## DATA SHOWN
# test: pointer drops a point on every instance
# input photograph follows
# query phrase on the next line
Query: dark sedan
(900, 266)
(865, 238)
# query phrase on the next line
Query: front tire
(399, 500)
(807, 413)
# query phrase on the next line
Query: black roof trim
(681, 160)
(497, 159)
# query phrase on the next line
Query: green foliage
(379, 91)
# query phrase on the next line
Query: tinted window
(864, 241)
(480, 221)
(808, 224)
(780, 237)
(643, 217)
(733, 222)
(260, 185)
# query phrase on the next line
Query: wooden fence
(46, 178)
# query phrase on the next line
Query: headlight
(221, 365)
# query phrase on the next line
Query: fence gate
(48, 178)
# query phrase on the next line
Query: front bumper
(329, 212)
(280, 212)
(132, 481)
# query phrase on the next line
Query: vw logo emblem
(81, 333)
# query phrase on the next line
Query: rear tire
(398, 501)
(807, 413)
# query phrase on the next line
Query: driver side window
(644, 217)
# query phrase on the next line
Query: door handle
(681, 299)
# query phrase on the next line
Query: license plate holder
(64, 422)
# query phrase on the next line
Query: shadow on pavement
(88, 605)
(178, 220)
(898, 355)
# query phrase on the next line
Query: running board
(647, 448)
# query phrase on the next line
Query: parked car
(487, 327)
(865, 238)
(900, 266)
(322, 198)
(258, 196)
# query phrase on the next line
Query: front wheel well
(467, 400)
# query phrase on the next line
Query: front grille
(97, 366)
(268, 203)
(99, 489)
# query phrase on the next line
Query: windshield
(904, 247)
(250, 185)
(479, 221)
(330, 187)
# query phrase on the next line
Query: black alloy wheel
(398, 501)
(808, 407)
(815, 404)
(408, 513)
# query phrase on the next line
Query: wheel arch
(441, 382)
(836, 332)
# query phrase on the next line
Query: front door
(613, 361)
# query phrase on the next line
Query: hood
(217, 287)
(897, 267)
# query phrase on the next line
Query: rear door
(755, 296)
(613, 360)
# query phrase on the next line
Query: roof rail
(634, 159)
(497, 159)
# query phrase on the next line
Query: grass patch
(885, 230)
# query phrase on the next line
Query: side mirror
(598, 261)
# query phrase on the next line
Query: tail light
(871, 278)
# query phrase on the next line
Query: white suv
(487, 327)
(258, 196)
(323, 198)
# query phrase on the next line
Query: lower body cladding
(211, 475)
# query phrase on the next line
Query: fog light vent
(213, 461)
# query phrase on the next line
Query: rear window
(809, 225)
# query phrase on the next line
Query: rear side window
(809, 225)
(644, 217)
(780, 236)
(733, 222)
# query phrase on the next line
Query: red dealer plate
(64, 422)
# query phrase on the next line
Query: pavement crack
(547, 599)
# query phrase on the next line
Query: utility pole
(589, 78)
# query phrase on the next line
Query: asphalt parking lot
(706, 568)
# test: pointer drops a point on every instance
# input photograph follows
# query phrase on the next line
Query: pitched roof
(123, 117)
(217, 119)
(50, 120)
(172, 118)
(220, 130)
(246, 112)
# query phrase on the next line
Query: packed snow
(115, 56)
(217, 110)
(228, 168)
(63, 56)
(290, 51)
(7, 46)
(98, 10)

## PROBLEM DETAILS
Copy every record above exactly as it stands.

## PROBLEM SOLUTION
# test: pointer drops a point on every instance
# input photograph follows
# query phrase on the next line
Query: dark sedan
(900, 266)
(865, 238)
# query phrase on the next line
Query: front tire
(399, 500)
(807, 413)
# query phrase on the next line
Query: black roof trim
(681, 160)
(497, 159)
# query phrase on the next line
Query: green foliage
(379, 91)
# query phrase on the next line
Query: tinted window
(864, 241)
(480, 221)
(808, 224)
(780, 237)
(643, 217)
(733, 222)
(260, 185)
# query phrase on the next line
Query: wooden fence
(46, 178)
# query phrase on the next line
Query: headlight
(221, 365)
# query phrase on the next line
Query: fence gate
(48, 178)
# query phrase on the next line
Query: front bumper
(329, 212)
(280, 212)
(132, 481)
# query phrase on the next line
Query: vw logo emblem
(81, 333)
# query phrase on the next line
Query: rear tire
(398, 501)
(807, 413)
# query phrase on the next line
Query: driver side window
(644, 217)
# query phrase on the next line
Query: door handle
(681, 299)
# query phrase on the next line
Query: license plate holder
(64, 422)
# query phrase on the next line
Query: shadow on pavement
(88, 605)
(178, 220)
(898, 355)
# query phrase on the next line
Query: running board
(647, 448)
# query phrase on the next line
Query: parked car
(487, 327)
(865, 238)
(900, 266)
(322, 198)
(258, 196)
# query phrase on the next line
Query: front wheel well
(467, 400)
# query phrase on the next line
Query: front grille
(97, 366)
(268, 203)
(99, 489)
# query phrase on the next line
Query: windshield
(904, 247)
(250, 185)
(479, 221)
(330, 187)
# query phrase on the next line
Query: black alloy wheel
(398, 501)
(808, 407)
(815, 404)
(408, 513)
# query phrase on the next line
Query: wheel arch
(441, 382)
(836, 332)
# query phrase on the next line
Query: front door
(613, 361)
# query phrase on the next line
Query: hood
(217, 287)
(897, 267)
# query phrase on the next line
Query: rear door
(755, 296)
(613, 360)
# query phrase on the next line
Query: roof rail
(634, 159)
(497, 159)
# query phrase on the next line
Query: grass patch
(885, 230)
# query phrase on the next line
Query: side mirror
(598, 261)
# query phrase on the next line
Query: tail light
(871, 278)
# query phrase on the next line
Query: white suv
(487, 327)
(258, 196)
(323, 198)
# query phrase on the next line
Query: lower body cladding
(211, 475)
# query phrase on the next line
Query: fog light vent
(213, 461)
# query phrase on the next line
Query: rear window
(809, 225)
# query phrase on the next line
Query: rear side window
(809, 225)
(644, 217)
(780, 236)
(733, 222)
# query phrase on the next line
Query: red dealer plate
(64, 422)
# query phrase on the next line
Query: pavement crack
(547, 599)
# query phrase on the next line
Query: utility pole
(589, 78)
# query phrase on the next line
Query: asphalt parking lot
(706, 568)
# test: pointer drops a point on every instance
# input photograph follows
# query phrase on the next line
Query: pitched roof
(123, 117)
(217, 119)
(50, 120)
(172, 118)
(220, 130)
(246, 112)
# query phrase on the next line
Query: packed snow
(115, 56)
(217, 110)
(228, 168)
(63, 56)
(290, 51)
(7, 46)
(98, 10)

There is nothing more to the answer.